Post by: jeffreyH on 17/09/2013 22:52:47

I'm planning to work on the two webcam approach for vision and have thought about how to go about it quite a bit, but I think the pattern recognition side of it will take a lot of time to work out - this is needed to match up the same point in the two images so that its distance can be calculated, but even after that you have to model the whole scene and make sense of all the different surfaces, and work out which should not be stood on, so it's going to be a major undertaking. I'm also years behind other people in doing that kind of work and may not be able to catch up, so it may be better not to start on it. I'll see how I feel about that when my other work's finished and out of the way.

I have already worked out pattern recognition and thought about stereoscopic vision. Maybe we should share ideas? :-)

I can pick a moving shape out of the backgroud and isolate it.

BTW I also have ideas on focal point adjustment for a vision system.
Title: Re: How can artificial general intelligence systems be tested?
Post by: David Cooper on 18/09/2013 13:29:17
You won't get very far playing rugby or catching rabbits if you have to look at the ground when you are running. Animals are extremely adaptable to traversing rough terrain without looking at their feet! It's all done by baroreceptors and extensometers, not the eyeball.

════════════════════

Reproduce the forum thread above word for word, from its first line to its last.

• [Recorded data]

════════════════════

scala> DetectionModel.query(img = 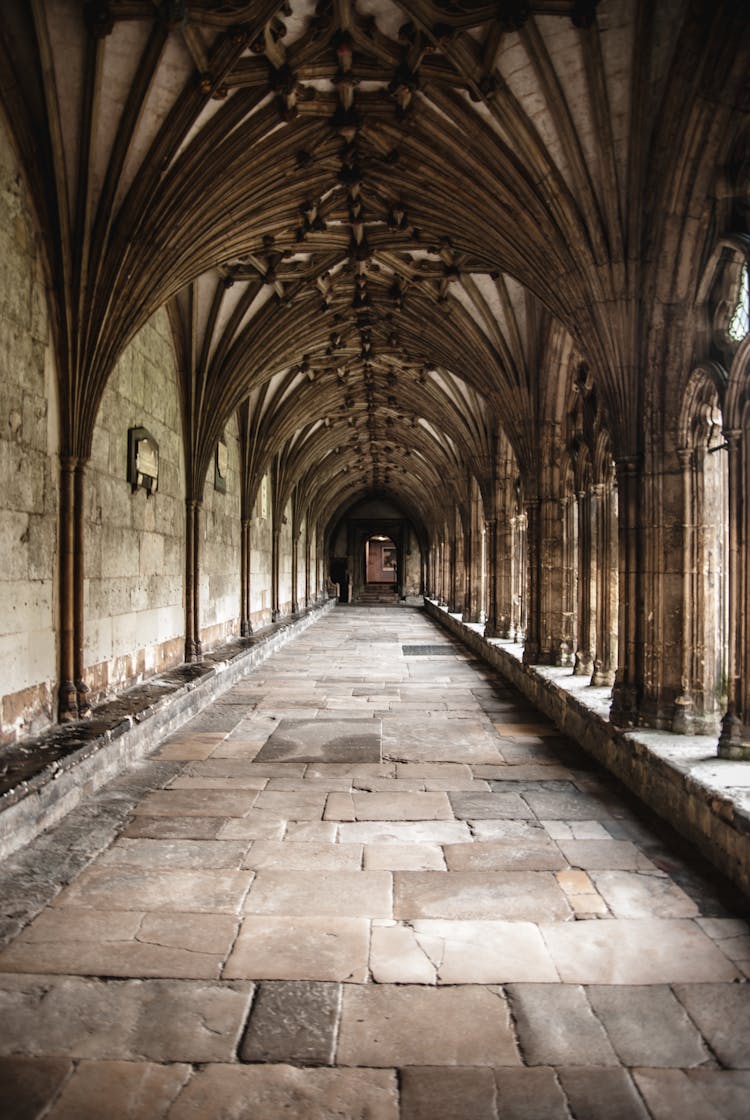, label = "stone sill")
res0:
[424,599,750,895]
[0,599,334,858]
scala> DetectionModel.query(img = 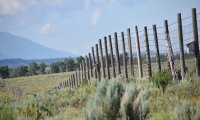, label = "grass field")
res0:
[0,61,200,120]
[0,72,71,96]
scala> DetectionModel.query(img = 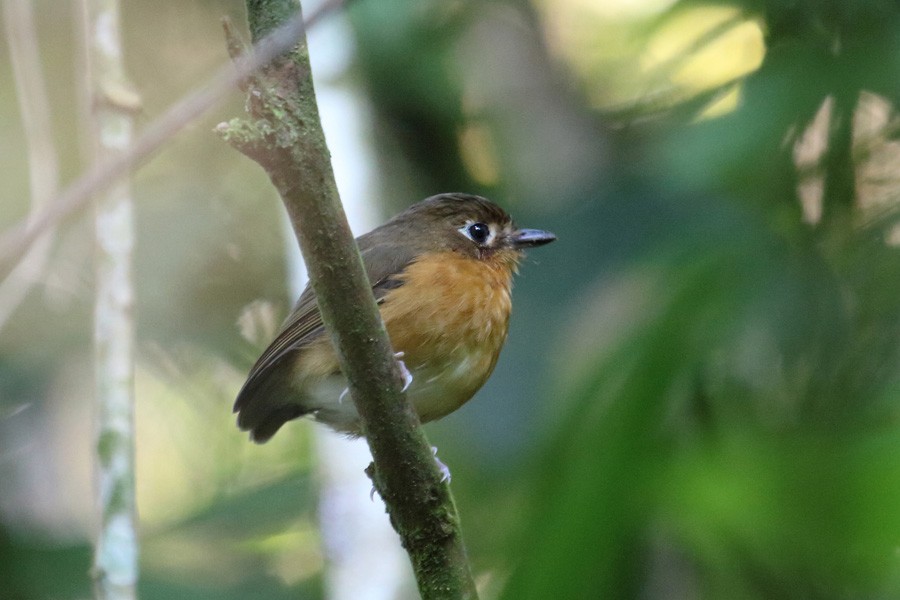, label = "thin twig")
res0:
[0,0,343,279]
[81,0,140,600]
[0,0,59,329]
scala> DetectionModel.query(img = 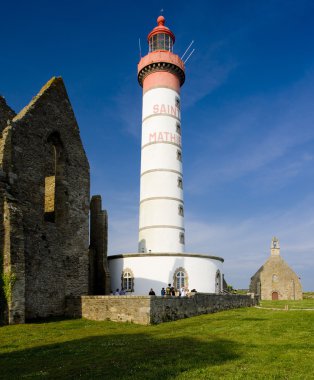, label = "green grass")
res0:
[260,298,314,310]
[0,308,314,380]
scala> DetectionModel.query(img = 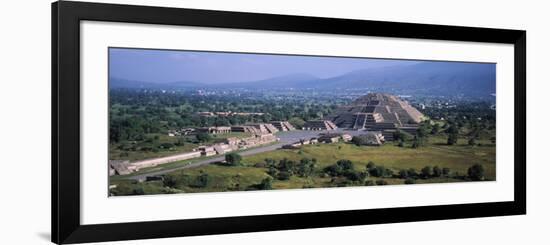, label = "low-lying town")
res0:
[109,93,424,175]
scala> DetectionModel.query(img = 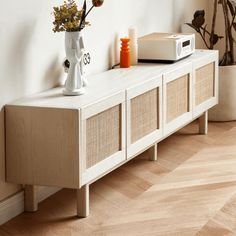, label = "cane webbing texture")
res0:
[86,105,122,168]
[131,88,159,143]
[166,75,189,123]
[195,63,215,105]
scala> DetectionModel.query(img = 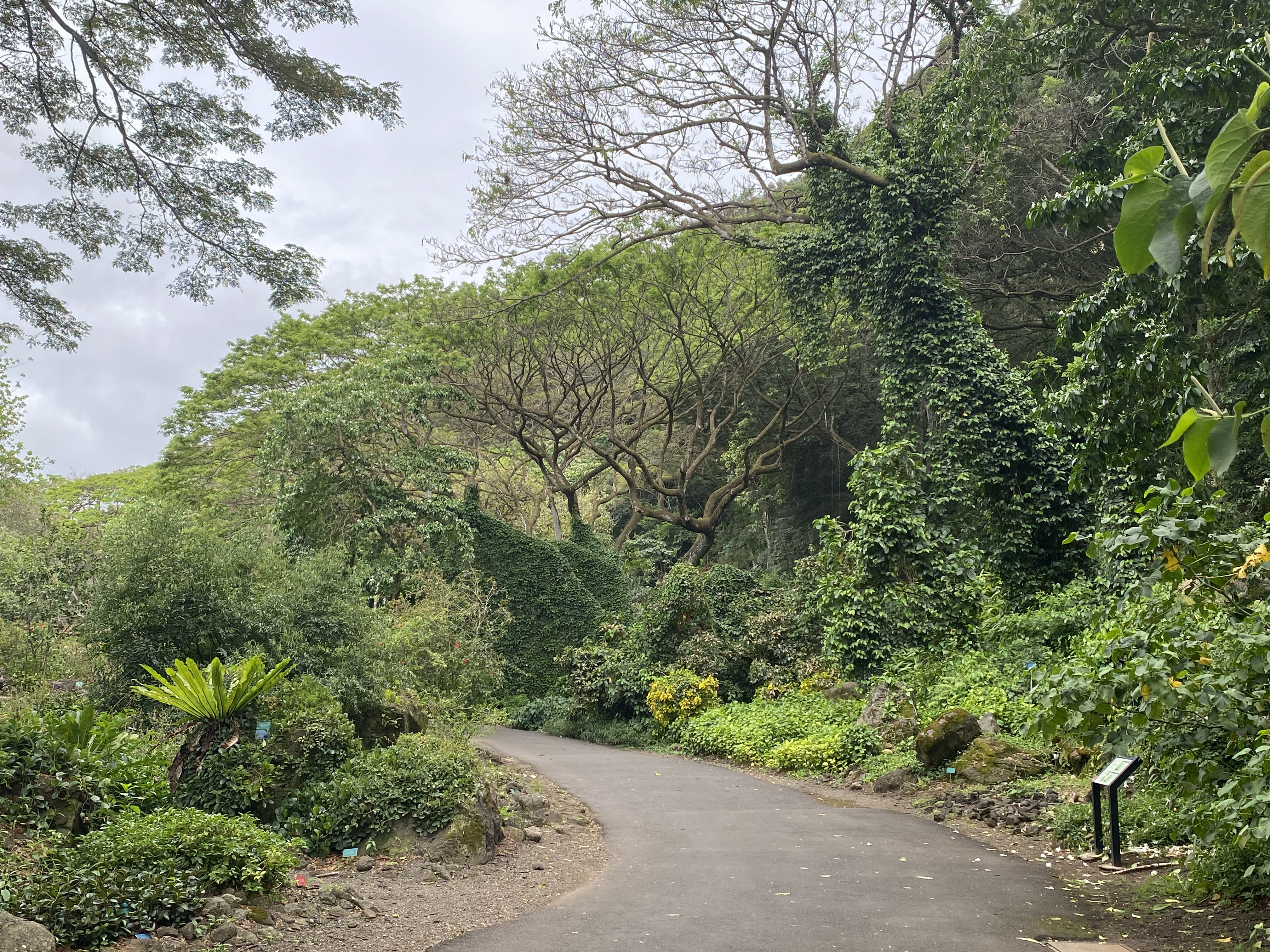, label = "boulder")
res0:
[824,680,861,701]
[0,910,57,952]
[859,680,917,727]
[376,815,424,859]
[874,767,913,793]
[207,923,239,946]
[952,735,1048,783]
[913,707,981,767]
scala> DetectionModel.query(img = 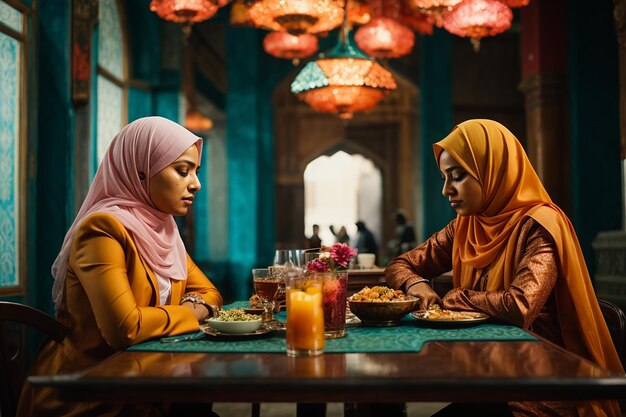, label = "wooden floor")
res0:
[213,403,447,417]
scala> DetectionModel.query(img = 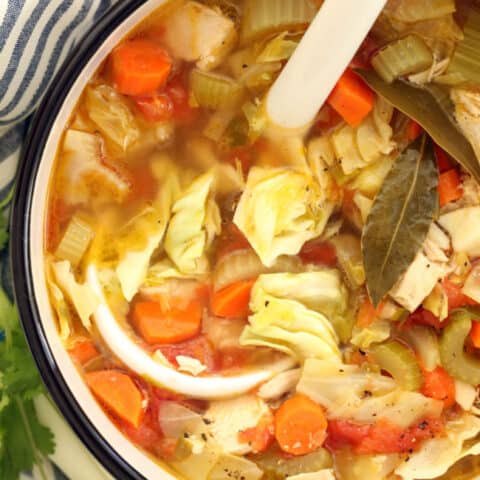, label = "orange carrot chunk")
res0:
[85,370,143,427]
[327,69,375,127]
[407,120,423,142]
[275,394,328,455]
[421,367,455,408]
[111,38,172,96]
[470,322,480,348]
[133,300,202,344]
[68,339,99,365]
[438,169,463,207]
[211,279,255,318]
[357,298,383,328]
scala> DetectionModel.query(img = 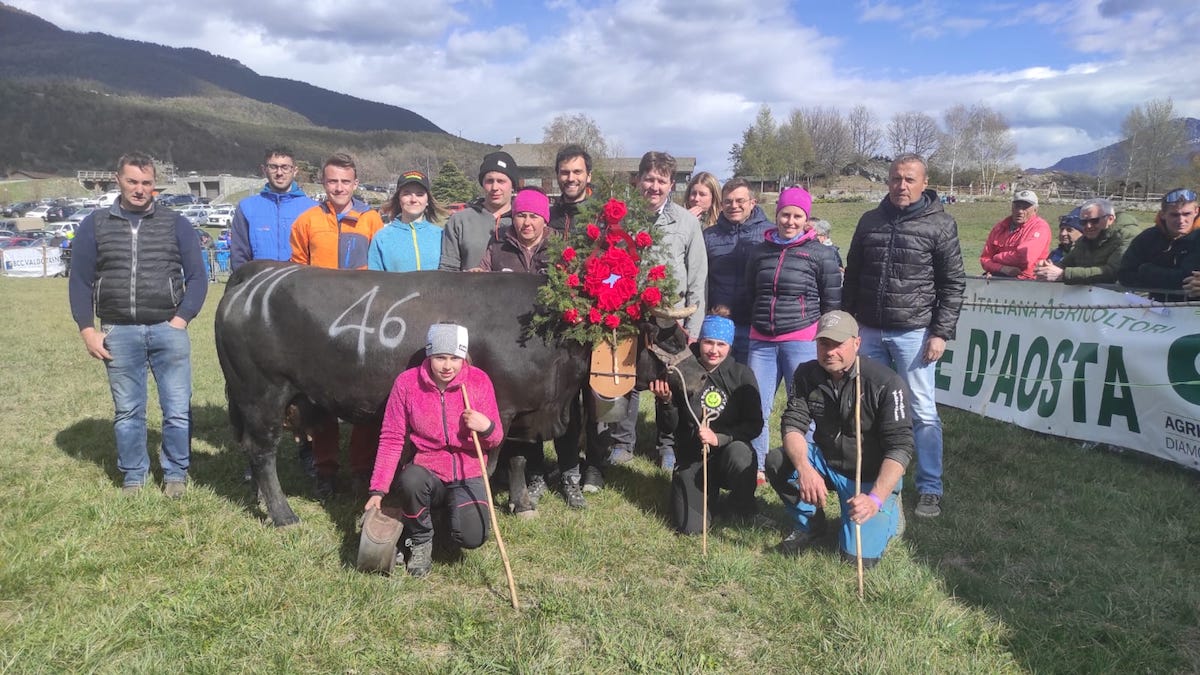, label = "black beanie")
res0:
[479,151,517,186]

════════════════════

• [Answer for the task]
Post by: jeffreyH on 17/09/2013 22:52:47

I'm planning to work on the two webcam approach for vision and have thought about how to go about it quite a bit, but I think the pattern recognition side of it will take a lot of time to work out - this is needed to match up the same point in the two images so that its distance can be calculated, but even after that you have to model the whole scene and make sense of all the different surfaces, and work out which should not be stood on, so it's going to be a major undertaking. I'm also years behind other people in doing that kind of work and may not be able to catch up, so it may be better not to start on it. I'll see how I feel about that when my other work's finished and out of the way.

I have already worked out pattern recognition and thought about stereoscopic vision. Maybe we should share ideas? :-)

I can pick a moving shape out of the backgroud and isolate it.

BTW I also have ideas on focal point adjustment for a vision system.
Title: Re: How can artificial general intelligence systems be tested?
Post by: David Cooper on 18/09/2013 13:29:17
You won't get very far playing rugby or catching rabbits if you have to look at the ground when you are running. Animals are extremely adaptable to traversing rough terrain without looking at their feet! It's all done by baroreceptors and extensometers, not the eyeball.